> **Zitierter Text**
■ ■ ■

Es war der erste Einsatz des neu gegründeten „Vereinten Kommandos“ unter Beteiligung von Gendarmerie, Küstenwache, National- und Flughafenpolizei. 250 Einsatzkräfte fielen mit Hubschraubern und Wasserwerfern in das Territorium ein. Sie warfen Tränengasgranaten, zerstörten die Behausungen und den persönlichen Besitz der Bewohner*innen und drohten mit Schusswaffen. Sieben Frauen wurden verhaftet. Gegen vier von ihnen wurde Untersuchungshaft in Form von Hausarrest verhängt. Sie leben mit einer weiteren Frau und ihren insgesamt neun Kindern, darunter drei Babys, in einem kleinen Haus der Mapuche-Bewegung in Bariloche, das sie bis zum Prozess nicht verlassen dürfen. Die Kinder können nicht mehr zur Schule gehen.

Bei der Besetzung dieses Territoriums in Villa Mascardi ging es auch darum, nach mehr als 100 Jahren den einzigen Rewe, den spirituellen Ort der Mapuche, zurückzuerobern. Nun sind Frauen wegen „widerrechtlicher Aneignung“ angeklagt. „Du wolltest ein Stück Erde? Dann friss Erde, Scheiß-India“, mit diesen Worten sei einer der Frauen bei der Festnahme der Kopf auf den Boden gedrückt worden. Sie berichteten von erheblicher Gewalt und demütigender rassistischer Behandlung. Vier Frauen wurden in das 1600 Kilometer entfernte Gefängnis Ezeiza bei Buenos Aires gebracht, wo sie sich mehrfach ausziehen mussten und nackt fotografiert wurden. Zwei Tage lang hatten sie zu niemandem Kontakt und niemand wusste, wo sie sich befanden. Eine der Frauen war hochschwanger und sollte gezwungen werden, per Kaiserschnitt zu gebären. Nach diesem Überfall kam es in der Provinz zu weiteren Hausdurchsuchungen.

■ ■ ■

> **Datenliste**
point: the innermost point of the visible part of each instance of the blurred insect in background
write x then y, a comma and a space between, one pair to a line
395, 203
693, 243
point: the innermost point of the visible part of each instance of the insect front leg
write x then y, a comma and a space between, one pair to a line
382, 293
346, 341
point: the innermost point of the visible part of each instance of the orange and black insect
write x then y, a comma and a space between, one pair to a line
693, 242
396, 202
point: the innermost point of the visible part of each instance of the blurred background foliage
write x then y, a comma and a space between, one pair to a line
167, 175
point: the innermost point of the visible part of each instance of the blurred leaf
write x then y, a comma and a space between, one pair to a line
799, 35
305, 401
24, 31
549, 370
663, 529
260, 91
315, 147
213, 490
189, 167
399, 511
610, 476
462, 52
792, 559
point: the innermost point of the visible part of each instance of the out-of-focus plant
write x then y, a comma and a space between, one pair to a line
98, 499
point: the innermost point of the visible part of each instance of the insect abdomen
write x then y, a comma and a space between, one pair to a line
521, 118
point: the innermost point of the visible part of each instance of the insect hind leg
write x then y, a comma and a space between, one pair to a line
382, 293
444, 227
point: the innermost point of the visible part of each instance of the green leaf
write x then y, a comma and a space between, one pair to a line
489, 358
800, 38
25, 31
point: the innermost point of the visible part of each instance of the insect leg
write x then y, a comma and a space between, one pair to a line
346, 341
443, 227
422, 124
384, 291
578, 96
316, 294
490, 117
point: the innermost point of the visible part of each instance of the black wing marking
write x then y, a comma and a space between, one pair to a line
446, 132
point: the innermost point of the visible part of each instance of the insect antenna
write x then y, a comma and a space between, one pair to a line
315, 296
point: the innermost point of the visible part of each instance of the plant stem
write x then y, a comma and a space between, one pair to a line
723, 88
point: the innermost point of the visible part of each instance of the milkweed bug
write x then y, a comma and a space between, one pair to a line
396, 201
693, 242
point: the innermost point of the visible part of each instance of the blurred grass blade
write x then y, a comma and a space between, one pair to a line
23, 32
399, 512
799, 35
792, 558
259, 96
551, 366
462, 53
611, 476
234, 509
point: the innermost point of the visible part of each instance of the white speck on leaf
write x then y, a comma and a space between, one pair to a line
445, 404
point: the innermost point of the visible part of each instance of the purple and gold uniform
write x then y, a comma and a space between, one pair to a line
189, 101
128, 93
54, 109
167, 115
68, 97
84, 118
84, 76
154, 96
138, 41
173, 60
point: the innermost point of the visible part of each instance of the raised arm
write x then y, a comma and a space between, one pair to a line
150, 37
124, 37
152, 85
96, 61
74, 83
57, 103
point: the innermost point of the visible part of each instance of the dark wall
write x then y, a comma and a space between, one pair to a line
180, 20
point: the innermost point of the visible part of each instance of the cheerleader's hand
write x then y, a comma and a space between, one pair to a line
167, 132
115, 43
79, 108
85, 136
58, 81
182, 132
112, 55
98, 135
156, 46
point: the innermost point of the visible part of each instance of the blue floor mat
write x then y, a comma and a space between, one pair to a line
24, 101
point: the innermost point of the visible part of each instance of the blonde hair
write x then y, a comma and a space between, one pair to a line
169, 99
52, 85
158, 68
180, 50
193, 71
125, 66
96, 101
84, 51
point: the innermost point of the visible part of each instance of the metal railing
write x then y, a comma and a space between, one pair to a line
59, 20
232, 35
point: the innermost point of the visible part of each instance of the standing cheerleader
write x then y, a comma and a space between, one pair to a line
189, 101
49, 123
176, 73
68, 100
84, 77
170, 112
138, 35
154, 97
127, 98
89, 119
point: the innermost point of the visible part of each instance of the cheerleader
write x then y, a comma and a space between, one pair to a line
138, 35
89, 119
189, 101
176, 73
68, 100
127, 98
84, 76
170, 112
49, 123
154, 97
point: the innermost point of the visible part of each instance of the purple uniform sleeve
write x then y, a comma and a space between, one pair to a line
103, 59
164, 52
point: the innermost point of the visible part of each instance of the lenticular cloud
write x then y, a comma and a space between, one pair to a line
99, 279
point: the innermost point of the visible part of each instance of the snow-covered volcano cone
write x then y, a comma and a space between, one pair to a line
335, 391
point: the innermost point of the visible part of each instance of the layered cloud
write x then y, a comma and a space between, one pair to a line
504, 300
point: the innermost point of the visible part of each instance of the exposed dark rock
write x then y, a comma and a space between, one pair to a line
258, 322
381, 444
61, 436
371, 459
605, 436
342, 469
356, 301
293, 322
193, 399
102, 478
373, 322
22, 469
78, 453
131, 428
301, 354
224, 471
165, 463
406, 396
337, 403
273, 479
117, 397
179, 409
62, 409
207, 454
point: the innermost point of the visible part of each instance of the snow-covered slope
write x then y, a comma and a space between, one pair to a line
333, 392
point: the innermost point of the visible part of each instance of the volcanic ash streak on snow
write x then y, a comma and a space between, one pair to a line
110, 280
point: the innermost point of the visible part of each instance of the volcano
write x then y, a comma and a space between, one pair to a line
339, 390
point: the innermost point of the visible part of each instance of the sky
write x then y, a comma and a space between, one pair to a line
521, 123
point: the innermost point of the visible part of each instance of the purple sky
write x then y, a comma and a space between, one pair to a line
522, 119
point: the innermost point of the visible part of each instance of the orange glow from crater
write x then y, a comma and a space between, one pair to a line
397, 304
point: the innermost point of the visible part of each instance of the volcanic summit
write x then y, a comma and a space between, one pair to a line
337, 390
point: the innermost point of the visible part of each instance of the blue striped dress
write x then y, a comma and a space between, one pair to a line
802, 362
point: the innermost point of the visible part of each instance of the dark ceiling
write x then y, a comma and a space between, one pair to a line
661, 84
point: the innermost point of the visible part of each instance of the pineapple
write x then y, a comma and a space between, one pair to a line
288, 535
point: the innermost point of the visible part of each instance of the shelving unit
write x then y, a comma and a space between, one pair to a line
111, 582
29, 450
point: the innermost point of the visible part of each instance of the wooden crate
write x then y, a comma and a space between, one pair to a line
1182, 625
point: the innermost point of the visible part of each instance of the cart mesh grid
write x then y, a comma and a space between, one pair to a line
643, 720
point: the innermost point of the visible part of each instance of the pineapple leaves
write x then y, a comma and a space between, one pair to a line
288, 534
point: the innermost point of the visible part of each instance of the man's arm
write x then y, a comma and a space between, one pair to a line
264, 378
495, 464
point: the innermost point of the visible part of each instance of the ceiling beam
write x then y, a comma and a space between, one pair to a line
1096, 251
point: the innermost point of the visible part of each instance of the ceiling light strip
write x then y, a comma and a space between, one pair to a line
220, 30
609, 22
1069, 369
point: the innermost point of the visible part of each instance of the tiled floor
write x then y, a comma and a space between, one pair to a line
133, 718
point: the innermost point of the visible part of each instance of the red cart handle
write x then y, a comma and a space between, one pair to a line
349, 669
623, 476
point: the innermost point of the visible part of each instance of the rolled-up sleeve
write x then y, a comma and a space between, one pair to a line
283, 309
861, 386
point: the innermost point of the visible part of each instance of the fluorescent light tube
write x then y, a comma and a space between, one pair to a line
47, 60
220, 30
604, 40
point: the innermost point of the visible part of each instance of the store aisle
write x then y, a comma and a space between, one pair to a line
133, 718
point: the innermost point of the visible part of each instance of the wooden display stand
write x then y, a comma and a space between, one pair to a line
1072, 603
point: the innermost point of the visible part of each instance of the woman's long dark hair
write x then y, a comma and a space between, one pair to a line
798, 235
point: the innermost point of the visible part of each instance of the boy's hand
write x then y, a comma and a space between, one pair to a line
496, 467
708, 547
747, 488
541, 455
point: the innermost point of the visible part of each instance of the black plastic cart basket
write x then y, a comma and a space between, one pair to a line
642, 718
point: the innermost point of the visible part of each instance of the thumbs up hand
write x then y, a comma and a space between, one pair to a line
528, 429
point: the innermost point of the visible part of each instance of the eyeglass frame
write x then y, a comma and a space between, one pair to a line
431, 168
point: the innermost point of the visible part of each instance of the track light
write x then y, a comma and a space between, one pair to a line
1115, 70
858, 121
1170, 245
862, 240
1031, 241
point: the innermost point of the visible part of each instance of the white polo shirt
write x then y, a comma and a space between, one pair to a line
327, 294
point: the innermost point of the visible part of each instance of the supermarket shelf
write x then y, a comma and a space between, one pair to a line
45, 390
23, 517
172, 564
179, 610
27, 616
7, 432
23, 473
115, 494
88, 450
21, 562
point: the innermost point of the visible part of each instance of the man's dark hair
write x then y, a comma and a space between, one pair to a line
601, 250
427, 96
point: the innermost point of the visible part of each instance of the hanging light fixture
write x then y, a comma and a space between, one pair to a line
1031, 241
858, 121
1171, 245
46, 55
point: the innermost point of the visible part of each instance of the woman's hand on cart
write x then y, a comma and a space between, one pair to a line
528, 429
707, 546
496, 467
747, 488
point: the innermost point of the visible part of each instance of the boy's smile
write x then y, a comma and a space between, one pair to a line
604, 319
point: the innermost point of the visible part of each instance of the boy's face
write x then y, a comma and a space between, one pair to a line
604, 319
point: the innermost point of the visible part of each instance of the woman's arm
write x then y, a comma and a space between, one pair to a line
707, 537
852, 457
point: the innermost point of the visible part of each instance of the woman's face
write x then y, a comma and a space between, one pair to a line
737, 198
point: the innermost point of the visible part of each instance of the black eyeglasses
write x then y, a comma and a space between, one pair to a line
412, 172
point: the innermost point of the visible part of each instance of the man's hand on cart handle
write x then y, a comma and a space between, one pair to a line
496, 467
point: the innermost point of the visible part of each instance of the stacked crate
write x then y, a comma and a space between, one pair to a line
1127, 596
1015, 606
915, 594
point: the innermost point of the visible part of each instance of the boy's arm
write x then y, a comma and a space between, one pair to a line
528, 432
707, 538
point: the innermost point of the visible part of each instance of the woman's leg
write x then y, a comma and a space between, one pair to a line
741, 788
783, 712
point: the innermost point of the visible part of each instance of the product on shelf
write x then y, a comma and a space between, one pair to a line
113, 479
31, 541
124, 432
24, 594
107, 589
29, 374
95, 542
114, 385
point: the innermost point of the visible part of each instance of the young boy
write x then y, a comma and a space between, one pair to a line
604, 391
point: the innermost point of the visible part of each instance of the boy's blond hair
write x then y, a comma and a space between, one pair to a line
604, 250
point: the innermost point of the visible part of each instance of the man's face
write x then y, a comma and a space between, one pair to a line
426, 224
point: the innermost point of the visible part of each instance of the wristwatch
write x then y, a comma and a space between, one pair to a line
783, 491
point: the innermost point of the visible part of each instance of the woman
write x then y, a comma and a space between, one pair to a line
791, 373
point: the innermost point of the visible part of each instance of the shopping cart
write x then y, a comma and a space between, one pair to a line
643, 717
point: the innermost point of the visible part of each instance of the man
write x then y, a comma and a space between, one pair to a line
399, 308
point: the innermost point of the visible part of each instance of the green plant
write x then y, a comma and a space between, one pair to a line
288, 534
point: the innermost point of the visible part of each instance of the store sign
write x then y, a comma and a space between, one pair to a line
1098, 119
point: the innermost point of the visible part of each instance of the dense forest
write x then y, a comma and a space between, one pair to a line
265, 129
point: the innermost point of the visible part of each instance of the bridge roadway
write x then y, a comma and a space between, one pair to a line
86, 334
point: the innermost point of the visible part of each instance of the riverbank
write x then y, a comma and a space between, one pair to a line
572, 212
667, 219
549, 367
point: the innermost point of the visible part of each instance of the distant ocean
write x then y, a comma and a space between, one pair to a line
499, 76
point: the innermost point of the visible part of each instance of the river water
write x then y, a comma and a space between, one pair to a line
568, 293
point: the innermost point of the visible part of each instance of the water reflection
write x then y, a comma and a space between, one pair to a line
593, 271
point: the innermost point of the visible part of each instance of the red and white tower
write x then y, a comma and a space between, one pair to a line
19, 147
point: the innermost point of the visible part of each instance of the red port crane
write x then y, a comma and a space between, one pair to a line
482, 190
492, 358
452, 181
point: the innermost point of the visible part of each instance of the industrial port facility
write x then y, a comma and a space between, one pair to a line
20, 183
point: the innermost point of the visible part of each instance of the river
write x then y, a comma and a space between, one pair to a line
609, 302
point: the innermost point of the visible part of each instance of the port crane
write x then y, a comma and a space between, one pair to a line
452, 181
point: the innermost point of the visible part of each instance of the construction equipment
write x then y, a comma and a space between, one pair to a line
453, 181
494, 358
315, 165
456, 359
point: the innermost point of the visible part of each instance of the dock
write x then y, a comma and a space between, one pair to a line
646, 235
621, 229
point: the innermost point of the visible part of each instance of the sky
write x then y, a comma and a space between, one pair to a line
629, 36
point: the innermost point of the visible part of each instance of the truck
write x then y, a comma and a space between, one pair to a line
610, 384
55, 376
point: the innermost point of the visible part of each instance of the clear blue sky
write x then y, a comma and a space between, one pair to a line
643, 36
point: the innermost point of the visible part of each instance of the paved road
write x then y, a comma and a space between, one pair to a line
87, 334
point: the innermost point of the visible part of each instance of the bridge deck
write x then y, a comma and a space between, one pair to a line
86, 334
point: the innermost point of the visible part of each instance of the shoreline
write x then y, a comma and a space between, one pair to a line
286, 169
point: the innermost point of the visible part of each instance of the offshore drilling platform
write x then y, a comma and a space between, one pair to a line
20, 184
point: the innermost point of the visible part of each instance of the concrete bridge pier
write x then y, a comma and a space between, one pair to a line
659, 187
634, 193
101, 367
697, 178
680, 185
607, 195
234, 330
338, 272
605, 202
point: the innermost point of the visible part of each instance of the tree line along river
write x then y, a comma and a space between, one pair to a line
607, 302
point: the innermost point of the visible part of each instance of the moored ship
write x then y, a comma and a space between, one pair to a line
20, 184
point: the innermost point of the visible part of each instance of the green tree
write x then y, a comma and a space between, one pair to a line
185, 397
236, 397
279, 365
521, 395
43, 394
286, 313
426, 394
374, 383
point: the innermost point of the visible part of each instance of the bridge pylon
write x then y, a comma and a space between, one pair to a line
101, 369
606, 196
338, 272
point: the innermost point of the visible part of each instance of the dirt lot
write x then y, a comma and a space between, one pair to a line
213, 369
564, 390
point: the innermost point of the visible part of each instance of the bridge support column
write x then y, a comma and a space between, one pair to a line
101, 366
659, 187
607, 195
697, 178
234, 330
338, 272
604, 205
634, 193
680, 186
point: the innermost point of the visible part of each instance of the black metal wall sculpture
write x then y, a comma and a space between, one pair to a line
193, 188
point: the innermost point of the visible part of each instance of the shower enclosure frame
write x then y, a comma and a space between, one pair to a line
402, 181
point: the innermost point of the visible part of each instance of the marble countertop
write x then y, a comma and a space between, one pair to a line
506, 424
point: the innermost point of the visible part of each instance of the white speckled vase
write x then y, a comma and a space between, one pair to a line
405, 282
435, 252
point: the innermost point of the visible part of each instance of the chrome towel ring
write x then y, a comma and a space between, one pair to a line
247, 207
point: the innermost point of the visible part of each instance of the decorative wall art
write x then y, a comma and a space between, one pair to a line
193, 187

■ ■ ■

> **Aufgaben**
[1] Aktualisiere den zitierten Text, indem du „Territoriums“ durch „Gebiets“ ersetzt. Gib ihn ab den Worten „Bei der Besetzung“ wieder und höre nach „zu weiteren Hausdurchsuchungen.“ auf.
[2] Nenne alle Einheiten, die laut dem zitierten Text am ersten Einsatz des „Vereinten Kommandos“ beteiligt waren.

> **Lösungen**
[1]
Bei der Besetzung dieses Gebiets in Villa Mascardi ging es auch darum, nach mehr als 100 Jahren den einzigen Rewe, den spirituellen Ort der Mapuche, zurückzuerobern. Nun sind Frauen wegen „widerrechtlicher Aneignung“ angeklagt. „Du wolltest ein Stück Erde? Dann friss Erde, Scheiß-India“, mit diesen Worten sei einer der Frauen bei der Festnahme der Kopf auf den Boden gedrückt worden. Sie berichteten von erheblicher Gewalt und demütigender rassistischer Behandlung. Vier Frauen wurden in das 1600 Kilometer entfernte Gefängnis Ezeiza bei Buenos Aires gebracht, wo sie sich mehrfach ausziehen mussten und nackt fotografiert wurden. Zwei Tage lang hatten sie zu niemandem Kontakt und niemand wusste, wo sie sich befanden. Eine der Frauen war hochschwanger und sollte gezwungen werden, per Kaiserschnitt zu gebären. Nach diesem Überfall kam es in der Provinz zu weiteren Hausdurchsuchungen.

[2] Gendarmerie, Küstenwache, Nationalpolizei, Flughafenpolizei